(PROBLEM) Locate each line in the records below that contains the word "flag", and copy those lines.

:: ENTRIES SHOWN ::

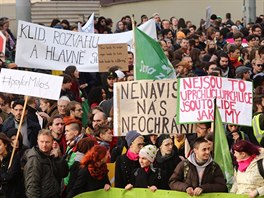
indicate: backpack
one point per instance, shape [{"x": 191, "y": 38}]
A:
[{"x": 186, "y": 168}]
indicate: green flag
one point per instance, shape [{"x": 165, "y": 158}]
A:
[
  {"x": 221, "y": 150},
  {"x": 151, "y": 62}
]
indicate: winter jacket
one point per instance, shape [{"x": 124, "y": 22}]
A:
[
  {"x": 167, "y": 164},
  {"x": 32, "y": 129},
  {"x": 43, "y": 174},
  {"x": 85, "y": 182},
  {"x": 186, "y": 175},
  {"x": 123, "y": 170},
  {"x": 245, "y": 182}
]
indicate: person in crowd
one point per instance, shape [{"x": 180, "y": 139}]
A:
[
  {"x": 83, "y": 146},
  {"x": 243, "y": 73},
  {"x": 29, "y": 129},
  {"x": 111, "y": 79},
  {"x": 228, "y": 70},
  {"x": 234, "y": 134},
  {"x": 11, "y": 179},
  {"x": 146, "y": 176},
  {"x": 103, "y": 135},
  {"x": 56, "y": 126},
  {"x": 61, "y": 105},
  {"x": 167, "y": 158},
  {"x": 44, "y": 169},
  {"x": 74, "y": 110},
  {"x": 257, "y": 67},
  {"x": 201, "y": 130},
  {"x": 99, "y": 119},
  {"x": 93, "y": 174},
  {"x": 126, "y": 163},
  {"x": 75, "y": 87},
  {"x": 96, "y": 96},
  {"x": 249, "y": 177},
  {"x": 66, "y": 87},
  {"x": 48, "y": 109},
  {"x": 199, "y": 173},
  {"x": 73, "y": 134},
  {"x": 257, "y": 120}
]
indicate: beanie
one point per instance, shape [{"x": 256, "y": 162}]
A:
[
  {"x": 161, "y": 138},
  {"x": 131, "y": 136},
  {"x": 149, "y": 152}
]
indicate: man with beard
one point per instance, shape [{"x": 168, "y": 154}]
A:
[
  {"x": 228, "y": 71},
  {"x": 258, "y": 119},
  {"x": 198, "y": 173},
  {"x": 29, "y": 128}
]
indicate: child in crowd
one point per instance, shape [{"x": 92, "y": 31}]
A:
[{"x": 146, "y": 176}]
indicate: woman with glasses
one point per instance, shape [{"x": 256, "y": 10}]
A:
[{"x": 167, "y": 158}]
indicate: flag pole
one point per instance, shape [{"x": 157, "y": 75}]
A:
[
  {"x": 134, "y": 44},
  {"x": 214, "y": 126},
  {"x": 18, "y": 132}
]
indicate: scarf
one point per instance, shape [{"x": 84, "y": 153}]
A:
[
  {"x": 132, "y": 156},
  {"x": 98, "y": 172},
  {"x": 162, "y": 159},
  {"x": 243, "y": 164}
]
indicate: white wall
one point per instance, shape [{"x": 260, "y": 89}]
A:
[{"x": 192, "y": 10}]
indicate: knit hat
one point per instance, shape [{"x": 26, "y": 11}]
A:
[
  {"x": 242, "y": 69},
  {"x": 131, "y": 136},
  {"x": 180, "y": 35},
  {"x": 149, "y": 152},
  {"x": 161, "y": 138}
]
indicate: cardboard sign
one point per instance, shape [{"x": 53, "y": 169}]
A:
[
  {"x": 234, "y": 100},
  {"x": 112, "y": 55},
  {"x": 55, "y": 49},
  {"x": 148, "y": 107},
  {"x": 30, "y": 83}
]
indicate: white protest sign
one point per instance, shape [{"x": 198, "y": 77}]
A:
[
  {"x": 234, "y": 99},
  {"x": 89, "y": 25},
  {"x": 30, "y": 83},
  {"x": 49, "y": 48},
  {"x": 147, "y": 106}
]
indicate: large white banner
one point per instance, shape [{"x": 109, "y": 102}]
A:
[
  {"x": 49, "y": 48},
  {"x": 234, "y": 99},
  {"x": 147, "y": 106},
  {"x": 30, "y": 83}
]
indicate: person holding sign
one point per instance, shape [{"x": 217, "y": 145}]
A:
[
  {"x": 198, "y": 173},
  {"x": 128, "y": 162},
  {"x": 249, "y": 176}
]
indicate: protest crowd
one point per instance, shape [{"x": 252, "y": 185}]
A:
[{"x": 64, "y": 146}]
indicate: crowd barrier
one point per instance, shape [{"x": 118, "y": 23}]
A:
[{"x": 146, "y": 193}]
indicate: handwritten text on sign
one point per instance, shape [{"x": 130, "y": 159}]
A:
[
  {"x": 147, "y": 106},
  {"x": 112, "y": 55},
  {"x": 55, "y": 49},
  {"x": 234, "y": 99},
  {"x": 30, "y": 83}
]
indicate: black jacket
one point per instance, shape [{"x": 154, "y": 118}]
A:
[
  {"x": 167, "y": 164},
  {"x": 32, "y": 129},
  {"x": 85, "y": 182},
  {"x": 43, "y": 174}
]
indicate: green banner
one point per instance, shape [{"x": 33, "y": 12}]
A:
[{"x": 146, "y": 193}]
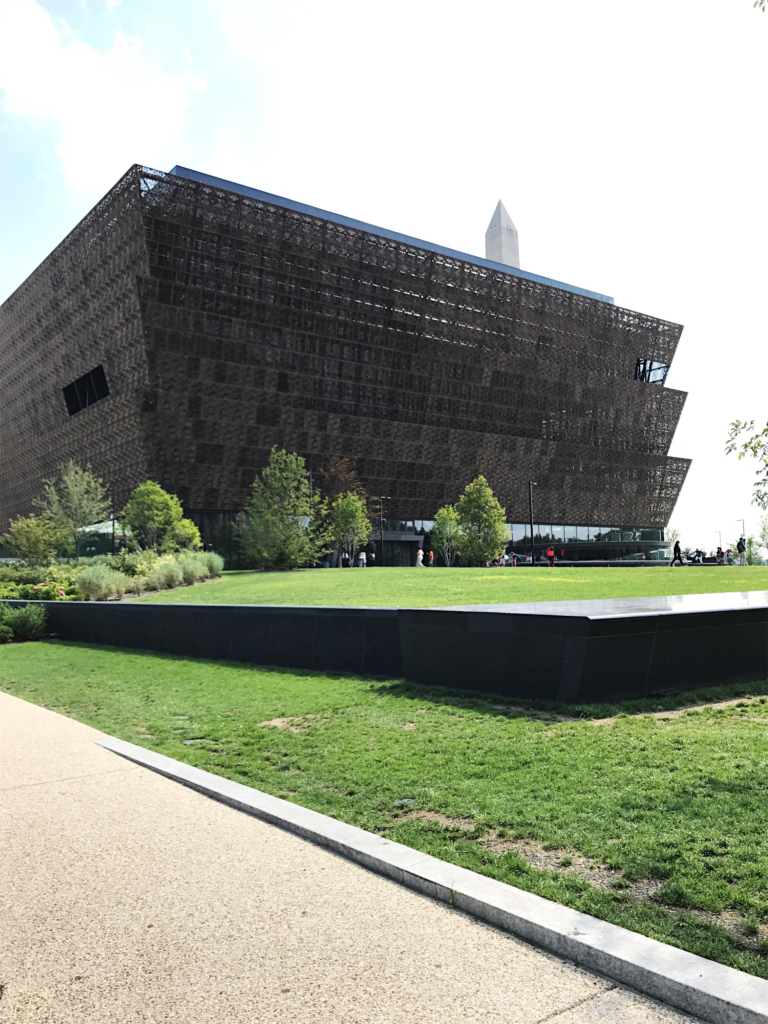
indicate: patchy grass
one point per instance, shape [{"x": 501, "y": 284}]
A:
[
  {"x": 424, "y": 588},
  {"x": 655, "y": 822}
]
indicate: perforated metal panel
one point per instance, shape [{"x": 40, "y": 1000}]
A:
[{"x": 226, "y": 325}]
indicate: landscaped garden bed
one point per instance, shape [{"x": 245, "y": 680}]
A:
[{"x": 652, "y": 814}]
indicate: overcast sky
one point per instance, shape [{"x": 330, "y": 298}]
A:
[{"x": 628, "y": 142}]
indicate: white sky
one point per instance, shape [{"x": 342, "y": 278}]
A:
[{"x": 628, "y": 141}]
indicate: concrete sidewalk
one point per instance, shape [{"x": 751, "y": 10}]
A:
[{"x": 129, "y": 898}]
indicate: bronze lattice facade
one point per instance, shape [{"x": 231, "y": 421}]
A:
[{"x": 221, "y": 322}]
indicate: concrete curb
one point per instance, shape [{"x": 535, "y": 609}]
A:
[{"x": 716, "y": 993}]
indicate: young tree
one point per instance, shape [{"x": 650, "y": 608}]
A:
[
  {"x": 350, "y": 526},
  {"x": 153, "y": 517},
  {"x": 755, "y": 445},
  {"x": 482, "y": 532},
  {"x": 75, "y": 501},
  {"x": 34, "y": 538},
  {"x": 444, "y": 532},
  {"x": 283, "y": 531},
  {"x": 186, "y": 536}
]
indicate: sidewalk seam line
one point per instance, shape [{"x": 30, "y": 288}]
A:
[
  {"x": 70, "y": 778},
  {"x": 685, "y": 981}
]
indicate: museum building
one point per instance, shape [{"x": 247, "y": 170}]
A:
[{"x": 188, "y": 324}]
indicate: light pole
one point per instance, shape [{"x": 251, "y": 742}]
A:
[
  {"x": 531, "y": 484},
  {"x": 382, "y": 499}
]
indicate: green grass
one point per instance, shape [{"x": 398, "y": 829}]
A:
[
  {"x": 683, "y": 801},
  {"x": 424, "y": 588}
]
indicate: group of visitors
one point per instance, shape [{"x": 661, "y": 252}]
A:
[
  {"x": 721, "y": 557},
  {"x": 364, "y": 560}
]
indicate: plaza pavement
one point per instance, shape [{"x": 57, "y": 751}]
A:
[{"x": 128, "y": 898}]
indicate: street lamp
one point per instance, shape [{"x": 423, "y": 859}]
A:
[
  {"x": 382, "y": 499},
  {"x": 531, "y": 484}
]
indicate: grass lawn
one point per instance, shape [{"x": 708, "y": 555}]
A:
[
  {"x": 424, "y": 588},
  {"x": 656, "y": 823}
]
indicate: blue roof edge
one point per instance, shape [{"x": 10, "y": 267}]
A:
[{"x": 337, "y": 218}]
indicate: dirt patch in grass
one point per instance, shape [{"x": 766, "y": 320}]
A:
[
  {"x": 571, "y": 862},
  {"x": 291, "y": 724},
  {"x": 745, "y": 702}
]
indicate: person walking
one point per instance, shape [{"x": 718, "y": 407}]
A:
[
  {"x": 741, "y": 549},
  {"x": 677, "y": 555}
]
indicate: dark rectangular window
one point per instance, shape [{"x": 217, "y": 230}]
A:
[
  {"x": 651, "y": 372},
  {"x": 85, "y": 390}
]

:::
:: ENTRIES SHOWN ::

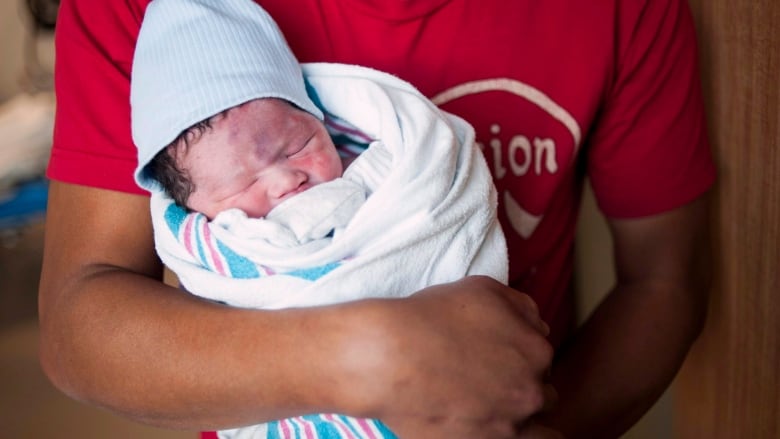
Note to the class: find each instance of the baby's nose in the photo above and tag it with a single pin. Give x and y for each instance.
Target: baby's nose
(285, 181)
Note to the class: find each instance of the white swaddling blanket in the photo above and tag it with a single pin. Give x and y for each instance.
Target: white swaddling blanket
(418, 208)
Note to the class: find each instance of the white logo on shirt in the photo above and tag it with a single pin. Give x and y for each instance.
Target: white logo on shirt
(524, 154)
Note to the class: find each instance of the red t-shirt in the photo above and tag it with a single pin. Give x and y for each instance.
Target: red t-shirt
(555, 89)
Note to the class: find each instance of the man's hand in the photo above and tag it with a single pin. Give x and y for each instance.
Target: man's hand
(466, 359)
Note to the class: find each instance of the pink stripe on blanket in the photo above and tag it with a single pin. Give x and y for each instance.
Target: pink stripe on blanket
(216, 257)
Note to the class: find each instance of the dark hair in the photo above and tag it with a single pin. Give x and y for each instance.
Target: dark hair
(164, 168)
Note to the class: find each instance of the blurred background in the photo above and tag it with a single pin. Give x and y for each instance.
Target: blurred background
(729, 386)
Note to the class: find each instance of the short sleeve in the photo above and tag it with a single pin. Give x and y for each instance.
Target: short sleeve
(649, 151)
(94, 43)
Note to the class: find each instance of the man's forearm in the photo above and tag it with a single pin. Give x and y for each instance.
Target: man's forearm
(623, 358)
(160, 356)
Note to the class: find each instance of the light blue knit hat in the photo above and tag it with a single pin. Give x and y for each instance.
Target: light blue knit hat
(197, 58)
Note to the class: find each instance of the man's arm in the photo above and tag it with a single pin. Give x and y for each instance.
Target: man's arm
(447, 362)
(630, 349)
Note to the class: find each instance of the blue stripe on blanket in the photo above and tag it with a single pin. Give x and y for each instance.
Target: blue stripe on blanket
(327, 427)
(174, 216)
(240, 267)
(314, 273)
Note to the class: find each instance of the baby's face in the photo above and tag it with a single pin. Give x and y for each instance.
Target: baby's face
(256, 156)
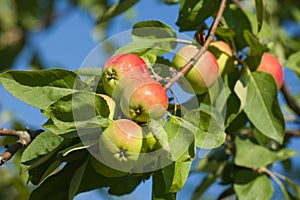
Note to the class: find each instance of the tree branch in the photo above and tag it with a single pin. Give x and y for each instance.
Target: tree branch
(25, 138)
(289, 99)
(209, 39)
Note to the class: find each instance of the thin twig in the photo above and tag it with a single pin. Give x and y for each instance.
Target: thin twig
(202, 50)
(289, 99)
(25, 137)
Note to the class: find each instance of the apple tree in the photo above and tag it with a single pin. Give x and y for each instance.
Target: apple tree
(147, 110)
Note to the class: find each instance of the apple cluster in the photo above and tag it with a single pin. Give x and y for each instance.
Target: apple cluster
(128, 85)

:::

(THE RESPONSE)
indicate: green flag
indicate: flag pole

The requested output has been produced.